▸ **GIVEN PROBLEM**:
Count the lines in the data below that contain the string "white", and give only that number.

▸ **MATERIAL SUPPLIED**:
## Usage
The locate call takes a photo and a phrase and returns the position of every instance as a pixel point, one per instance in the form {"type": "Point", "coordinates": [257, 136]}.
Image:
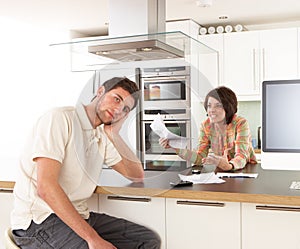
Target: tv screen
{"type": "Point", "coordinates": [281, 124]}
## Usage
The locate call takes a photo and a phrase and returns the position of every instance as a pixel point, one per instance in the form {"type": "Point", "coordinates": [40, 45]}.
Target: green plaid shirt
{"type": "Point", "coordinates": [236, 141]}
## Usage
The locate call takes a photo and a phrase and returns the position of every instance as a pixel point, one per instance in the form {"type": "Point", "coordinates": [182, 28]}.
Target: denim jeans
{"type": "Point", "coordinates": [53, 233]}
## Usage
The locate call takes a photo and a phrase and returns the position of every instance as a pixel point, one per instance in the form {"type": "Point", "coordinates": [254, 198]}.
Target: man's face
{"type": "Point", "coordinates": [114, 105]}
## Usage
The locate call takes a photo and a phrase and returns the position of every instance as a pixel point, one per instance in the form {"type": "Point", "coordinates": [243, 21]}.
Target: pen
{"type": "Point", "coordinates": [236, 177]}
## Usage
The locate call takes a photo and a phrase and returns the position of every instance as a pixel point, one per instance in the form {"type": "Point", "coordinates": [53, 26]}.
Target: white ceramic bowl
{"type": "Point", "coordinates": [228, 28]}
{"type": "Point", "coordinates": [220, 29]}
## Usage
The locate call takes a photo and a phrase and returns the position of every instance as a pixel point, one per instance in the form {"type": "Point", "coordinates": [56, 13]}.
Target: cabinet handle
{"type": "Point", "coordinates": [278, 208]}
{"type": "Point", "coordinates": [254, 69]}
{"type": "Point", "coordinates": [124, 198]}
{"type": "Point", "coordinates": [200, 203]}
{"type": "Point", "coordinates": [263, 64]}
{"type": "Point", "coordinates": [3, 190]}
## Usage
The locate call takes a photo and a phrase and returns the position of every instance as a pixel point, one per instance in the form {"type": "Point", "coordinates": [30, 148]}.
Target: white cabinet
{"type": "Point", "coordinates": [241, 63]}
{"type": "Point", "coordinates": [202, 224]}
{"type": "Point", "coordinates": [279, 58]}
{"type": "Point", "coordinates": [248, 58]}
{"type": "Point", "coordinates": [6, 206]}
{"type": "Point", "coordinates": [215, 77]}
{"type": "Point", "coordinates": [270, 227]}
{"type": "Point", "coordinates": [146, 211]}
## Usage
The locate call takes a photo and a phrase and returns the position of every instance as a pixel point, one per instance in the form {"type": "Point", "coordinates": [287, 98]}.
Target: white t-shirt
{"type": "Point", "coordinates": [64, 134]}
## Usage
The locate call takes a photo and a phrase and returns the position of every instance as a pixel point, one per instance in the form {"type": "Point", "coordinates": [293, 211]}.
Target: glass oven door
{"type": "Point", "coordinates": [154, 155]}
{"type": "Point", "coordinates": [171, 91]}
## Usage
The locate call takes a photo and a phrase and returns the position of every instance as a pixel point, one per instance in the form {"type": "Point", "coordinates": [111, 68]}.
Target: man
{"type": "Point", "coordinates": [60, 167]}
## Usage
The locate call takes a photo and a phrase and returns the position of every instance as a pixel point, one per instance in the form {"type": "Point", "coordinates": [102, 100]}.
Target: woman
{"type": "Point", "coordinates": [224, 133]}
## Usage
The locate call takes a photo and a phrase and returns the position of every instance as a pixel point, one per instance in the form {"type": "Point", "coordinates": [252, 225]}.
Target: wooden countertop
{"type": "Point", "coordinates": [270, 187]}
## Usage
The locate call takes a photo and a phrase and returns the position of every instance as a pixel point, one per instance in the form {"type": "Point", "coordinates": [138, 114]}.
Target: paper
{"type": "Point", "coordinates": [237, 175]}
{"type": "Point", "coordinates": [203, 178]}
{"type": "Point", "coordinates": [161, 130]}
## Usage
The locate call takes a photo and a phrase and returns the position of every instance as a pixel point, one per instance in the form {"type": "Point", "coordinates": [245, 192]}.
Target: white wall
{"type": "Point", "coordinates": [34, 77]}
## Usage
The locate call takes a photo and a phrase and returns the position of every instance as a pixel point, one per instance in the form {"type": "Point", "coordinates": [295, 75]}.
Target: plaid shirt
{"type": "Point", "coordinates": [236, 141]}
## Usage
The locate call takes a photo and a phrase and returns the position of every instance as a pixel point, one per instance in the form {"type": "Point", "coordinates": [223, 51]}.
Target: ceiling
{"type": "Point", "coordinates": [91, 16]}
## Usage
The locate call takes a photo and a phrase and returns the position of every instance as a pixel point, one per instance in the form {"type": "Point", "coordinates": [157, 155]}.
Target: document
{"type": "Point", "coordinates": [161, 130]}
{"type": "Point", "coordinates": [237, 175]}
{"type": "Point", "coordinates": [203, 178]}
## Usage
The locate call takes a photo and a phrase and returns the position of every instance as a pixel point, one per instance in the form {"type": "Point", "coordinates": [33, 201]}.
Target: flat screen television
{"type": "Point", "coordinates": [281, 125]}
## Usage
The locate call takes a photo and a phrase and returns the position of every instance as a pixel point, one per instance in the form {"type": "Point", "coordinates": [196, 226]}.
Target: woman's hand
{"type": "Point", "coordinates": [220, 161]}
{"type": "Point", "coordinates": [164, 142]}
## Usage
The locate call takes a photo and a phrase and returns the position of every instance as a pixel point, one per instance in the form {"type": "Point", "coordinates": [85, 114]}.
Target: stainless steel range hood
{"type": "Point", "coordinates": [137, 51]}
{"type": "Point", "coordinates": [142, 38]}
{"type": "Point", "coordinates": [140, 17]}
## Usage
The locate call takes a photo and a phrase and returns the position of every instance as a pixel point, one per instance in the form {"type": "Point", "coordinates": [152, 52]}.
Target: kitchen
{"type": "Point", "coordinates": [41, 74]}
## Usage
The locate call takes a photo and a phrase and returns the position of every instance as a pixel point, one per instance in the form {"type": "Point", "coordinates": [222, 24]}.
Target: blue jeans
{"type": "Point", "coordinates": [53, 233]}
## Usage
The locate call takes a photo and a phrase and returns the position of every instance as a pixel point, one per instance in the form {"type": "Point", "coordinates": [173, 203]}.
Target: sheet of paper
{"type": "Point", "coordinates": [203, 178]}
{"type": "Point", "coordinates": [161, 130]}
{"type": "Point", "coordinates": [237, 175]}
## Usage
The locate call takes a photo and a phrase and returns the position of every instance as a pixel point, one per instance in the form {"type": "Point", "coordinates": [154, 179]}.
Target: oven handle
{"type": "Point", "coordinates": [164, 79]}
{"type": "Point", "coordinates": [183, 121]}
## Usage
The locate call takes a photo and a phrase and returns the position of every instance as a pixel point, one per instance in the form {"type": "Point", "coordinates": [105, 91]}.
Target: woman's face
{"type": "Point", "coordinates": [215, 111]}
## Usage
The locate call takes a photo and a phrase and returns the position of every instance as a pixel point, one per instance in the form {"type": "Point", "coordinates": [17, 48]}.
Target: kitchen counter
{"type": "Point", "coordinates": [270, 187]}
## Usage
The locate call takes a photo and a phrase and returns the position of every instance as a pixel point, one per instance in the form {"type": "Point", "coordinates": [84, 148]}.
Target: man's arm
{"type": "Point", "coordinates": [130, 166]}
{"type": "Point", "coordinates": [51, 192]}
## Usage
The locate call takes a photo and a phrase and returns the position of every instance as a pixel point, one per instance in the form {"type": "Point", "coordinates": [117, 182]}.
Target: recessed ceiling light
{"type": "Point", "coordinates": [204, 3]}
{"type": "Point", "coordinates": [223, 17]}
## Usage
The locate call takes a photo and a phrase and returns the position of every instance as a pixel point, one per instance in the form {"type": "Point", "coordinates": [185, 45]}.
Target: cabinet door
{"type": "Point", "coordinates": [214, 41]}
{"type": "Point", "coordinates": [279, 54]}
{"type": "Point", "coordinates": [202, 224]}
{"type": "Point", "coordinates": [146, 211]}
{"type": "Point", "coordinates": [267, 227]}
{"type": "Point", "coordinates": [6, 206]}
{"type": "Point", "coordinates": [241, 63]}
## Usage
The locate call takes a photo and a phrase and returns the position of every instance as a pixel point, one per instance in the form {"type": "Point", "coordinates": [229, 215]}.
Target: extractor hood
{"type": "Point", "coordinates": [137, 51]}
{"type": "Point", "coordinates": [137, 34]}
{"type": "Point", "coordinates": [140, 17]}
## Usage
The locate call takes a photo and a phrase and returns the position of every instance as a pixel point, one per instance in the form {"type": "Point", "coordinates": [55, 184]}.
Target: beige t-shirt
{"type": "Point", "coordinates": [66, 135]}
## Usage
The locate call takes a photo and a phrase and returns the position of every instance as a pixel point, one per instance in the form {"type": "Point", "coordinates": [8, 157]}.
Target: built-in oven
{"type": "Point", "coordinates": [154, 156]}
{"type": "Point", "coordinates": [165, 86]}
{"type": "Point", "coordinates": [165, 91]}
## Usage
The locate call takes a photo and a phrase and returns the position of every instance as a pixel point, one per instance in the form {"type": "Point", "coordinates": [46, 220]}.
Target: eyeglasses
{"type": "Point", "coordinates": [216, 106]}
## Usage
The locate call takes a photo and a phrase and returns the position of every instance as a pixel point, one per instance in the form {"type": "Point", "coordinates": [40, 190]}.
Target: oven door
{"type": "Point", "coordinates": [155, 156]}
{"type": "Point", "coordinates": [172, 92]}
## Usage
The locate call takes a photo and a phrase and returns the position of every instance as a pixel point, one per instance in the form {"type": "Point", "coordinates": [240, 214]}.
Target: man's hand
{"type": "Point", "coordinates": [164, 142]}
{"type": "Point", "coordinates": [100, 243]}
{"type": "Point", "coordinates": [114, 127]}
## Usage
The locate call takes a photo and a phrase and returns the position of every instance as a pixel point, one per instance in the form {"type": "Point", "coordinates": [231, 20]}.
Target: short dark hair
{"type": "Point", "coordinates": [227, 98]}
{"type": "Point", "coordinates": [124, 83]}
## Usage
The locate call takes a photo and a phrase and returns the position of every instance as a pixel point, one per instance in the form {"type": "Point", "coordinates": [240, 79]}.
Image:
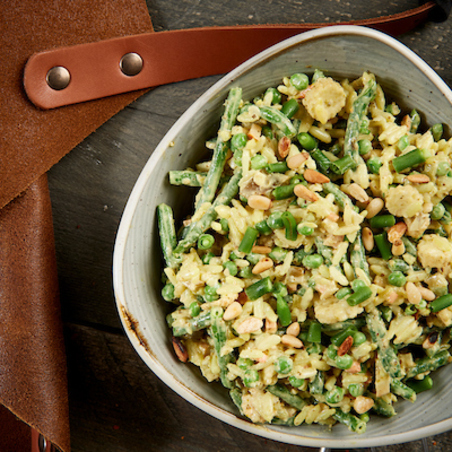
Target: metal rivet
{"type": "Point", "coordinates": [131, 64]}
{"type": "Point", "coordinates": [58, 77]}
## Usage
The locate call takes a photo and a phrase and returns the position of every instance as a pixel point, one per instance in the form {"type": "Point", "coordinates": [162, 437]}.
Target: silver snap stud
{"type": "Point", "coordinates": [58, 78]}
{"type": "Point", "coordinates": [131, 64]}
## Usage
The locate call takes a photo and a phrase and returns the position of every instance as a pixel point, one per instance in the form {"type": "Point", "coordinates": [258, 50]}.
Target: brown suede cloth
{"type": "Point", "coordinates": [33, 382]}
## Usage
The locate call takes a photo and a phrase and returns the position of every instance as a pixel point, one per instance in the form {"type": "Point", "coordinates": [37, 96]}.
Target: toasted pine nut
{"type": "Point", "coordinates": [345, 346]}
{"type": "Point", "coordinates": [355, 368]}
{"type": "Point", "coordinates": [296, 160]}
{"type": "Point", "coordinates": [264, 264]}
{"type": "Point", "coordinates": [398, 248]}
{"type": "Point", "coordinates": [260, 249]}
{"type": "Point", "coordinates": [412, 293]}
{"type": "Point", "coordinates": [368, 239]}
{"type": "Point", "coordinates": [397, 231]}
{"type": "Point", "coordinates": [270, 326]}
{"type": "Point", "coordinates": [374, 207]}
{"type": "Point", "coordinates": [363, 404]}
{"type": "Point", "coordinates": [418, 178]}
{"type": "Point", "coordinates": [283, 147]}
{"type": "Point", "coordinates": [259, 202]}
{"type": "Point", "coordinates": [392, 297]}
{"type": "Point", "coordinates": [250, 325]}
{"type": "Point", "coordinates": [291, 341]}
{"type": "Point", "coordinates": [426, 294]}
{"type": "Point", "coordinates": [293, 329]}
{"type": "Point", "coordinates": [357, 192]}
{"type": "Point", "coordinates": [232, 311]}
{"type": "Point", "coordinates": [314, 177]}
{"type": "Point", "coordinates": [302, 192]}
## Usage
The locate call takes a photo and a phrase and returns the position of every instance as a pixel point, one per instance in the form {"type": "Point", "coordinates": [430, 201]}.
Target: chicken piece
{"type": "Point", "coordinates": [325, 99]}
{"type": "Point", "coordinates": [404, 201]}
{"type": "Point", "coordinates": [434, 251]}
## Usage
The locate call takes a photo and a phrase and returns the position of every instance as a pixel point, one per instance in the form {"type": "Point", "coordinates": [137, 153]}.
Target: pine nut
{"type": "Point", "coordinates": [426, 294]}
{"type": "Point", "coordinates": [250, 325]}
{"type": "Point", "coordinates": [270, 326]}
{"type": "Point", "coordinates": [418, 178]}
{"type": "Point", "coordinates": [363, 404]}
{"type": "Point", "coordinates": [398, 248]}
{"type": "Point", "coordinates": [302, 192]}
{"type": "Point", "coordinates": [232, 311]}
{"type": "Point", "coordinates": [291, 341]}
{"type": "Point", "coordinates": [374, 207]}
{"type": "Point", "coordinates": [296, 160]}
{"type": "Point", "coordinates": [259, 202]}
{"type": "Point", "coordinates": [314, 177]}
{"type": "Point", "coordinates": [260, 249]}
{"type": "Point", "coordinates": [412, 293]}
{"type": "Point", "coordinates": [357, 192]}
{"type": "Point", "coordinates": [397, 231]}
{"type": "Point", "coordinates": [293, 329]}
{"type": "Point", "coordinates": [264, 264]}
{"type": "Point", "coordinates": [283, 147]}
{"type": "Point", "coordinates": [368, 239]}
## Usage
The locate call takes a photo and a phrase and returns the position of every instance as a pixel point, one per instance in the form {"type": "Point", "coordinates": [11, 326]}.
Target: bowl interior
{"type": "Point", "coordinates": [339, 52]}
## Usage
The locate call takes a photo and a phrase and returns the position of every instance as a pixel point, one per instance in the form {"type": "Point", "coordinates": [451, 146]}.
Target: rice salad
{"type": "Point", "coordinates": [312, 279]}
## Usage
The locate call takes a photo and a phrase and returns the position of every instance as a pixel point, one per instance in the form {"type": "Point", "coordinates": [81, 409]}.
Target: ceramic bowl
{"type": "Point", "coordinates": [339, 51]}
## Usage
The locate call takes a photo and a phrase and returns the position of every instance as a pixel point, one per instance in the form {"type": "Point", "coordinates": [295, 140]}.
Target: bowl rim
{"type": "Point", "coordinates": [124, 228]}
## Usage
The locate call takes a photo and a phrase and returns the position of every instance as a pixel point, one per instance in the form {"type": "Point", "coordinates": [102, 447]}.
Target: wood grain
{"type": "Point", "coordinates": [116, 403]}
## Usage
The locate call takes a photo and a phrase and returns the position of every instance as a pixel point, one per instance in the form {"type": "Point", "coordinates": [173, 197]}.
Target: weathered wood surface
{"type": "Point", "coordinates": [116, 403]}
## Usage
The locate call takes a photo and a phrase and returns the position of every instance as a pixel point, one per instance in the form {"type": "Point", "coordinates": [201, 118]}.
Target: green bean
{"type": "Point", "coordinates": [307, 141]}
{"type": "Point", "coordinates": [355, 118]}
{"type": "Point", "coordinates": [383, 246]}
{"type": "Point", "coordinates": [299, 81]}
{"type": "Point", "coordinates": [402, 390]}
{"type": "Point", "coordinates": [279, 119]}
{"type": "Point", "coordinates": [248, 240]}
{"type": "Point", "coordinates": [290, 107]}
{"type": "Point", "coordinates": [441, 303]}
{"type": "Point", "coordinates": [286, 396]}
{"type": "Point", "coordinates": [428, 364]}
{"type": "Point", "coordinates": [419, 386]}
{"type": "Point", "coordinates": [188, 178]}
{"type": "Point", "coordinates": [208, 190]}
{"type": "Point", "coordinates": [259, 288]}
{"type": "Point", "coordinates": [354, 423]}
{"type": "Point", "coordinates": [410, 159]}
{"type": "Point", "coordinates": [167, 233]}
{"type": "Point", "coordinates": [199, 227]}
{"type": "Point", "coordinates": [382, 221]}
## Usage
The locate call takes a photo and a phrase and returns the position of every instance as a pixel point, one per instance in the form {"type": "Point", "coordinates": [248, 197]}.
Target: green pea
{"type": "Point", "coordinates": [258, 162]}
{"type": "Point", "coordinates": [276, 95]}
{"type": "Point", "coordinates": [299, 81]}
{"type": "Point", "coordinates": [238, 141]}
{"type": "Point", "coordinates": [397, 279]}
{"type": "Point", "coordinates": [290, 108]}
{"type": "Point", "coordinates": [296, 382]}
{"type": "Point", "coordinates": [168, 292]}
{"type": "Point", "coordinates": [195, 309]}
{"type": "Point", "coordinates": [364, 146]}
{"type": "Point", "coordinates": [313, 261]}
{"type": "Point", "coordinates": [438, 212]}
{"type": "Point", "coordinates": [231, 267]}
{"type": "Point", "coordinates": [443, 169]}
{"type": "Point", "coordinates": [283, 365]}
{"type": "Point", "coordinates": [305, 230]}
{"type": "Point", "coordinates": [307, 141]}
{"type": "Point", "coordinates": [251, 377]}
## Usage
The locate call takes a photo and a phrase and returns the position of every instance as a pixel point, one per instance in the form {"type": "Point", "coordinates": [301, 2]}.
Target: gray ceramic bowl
{"type": "Point", "coordinates": [342, 51]}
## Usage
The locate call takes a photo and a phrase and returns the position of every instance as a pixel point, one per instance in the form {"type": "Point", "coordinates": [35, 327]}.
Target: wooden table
{"type": "Point", "coordinates": [116, 402]}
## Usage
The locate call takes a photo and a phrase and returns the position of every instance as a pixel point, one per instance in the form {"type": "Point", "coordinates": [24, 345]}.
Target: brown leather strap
{"type": "Point", "coordinates": [170, 57]}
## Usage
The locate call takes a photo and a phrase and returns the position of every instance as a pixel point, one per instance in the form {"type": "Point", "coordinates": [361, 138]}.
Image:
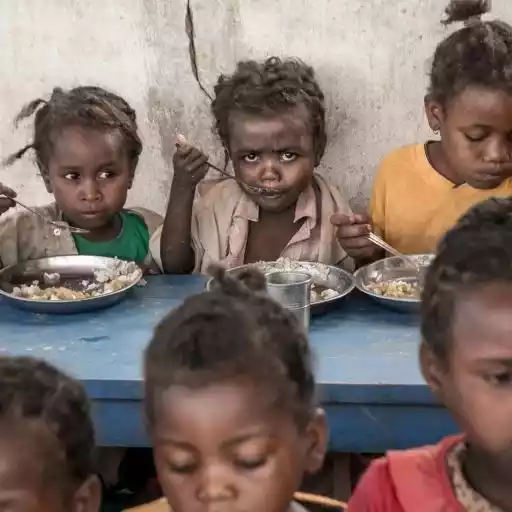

▸ **COMPLETED EXERCISE**:
4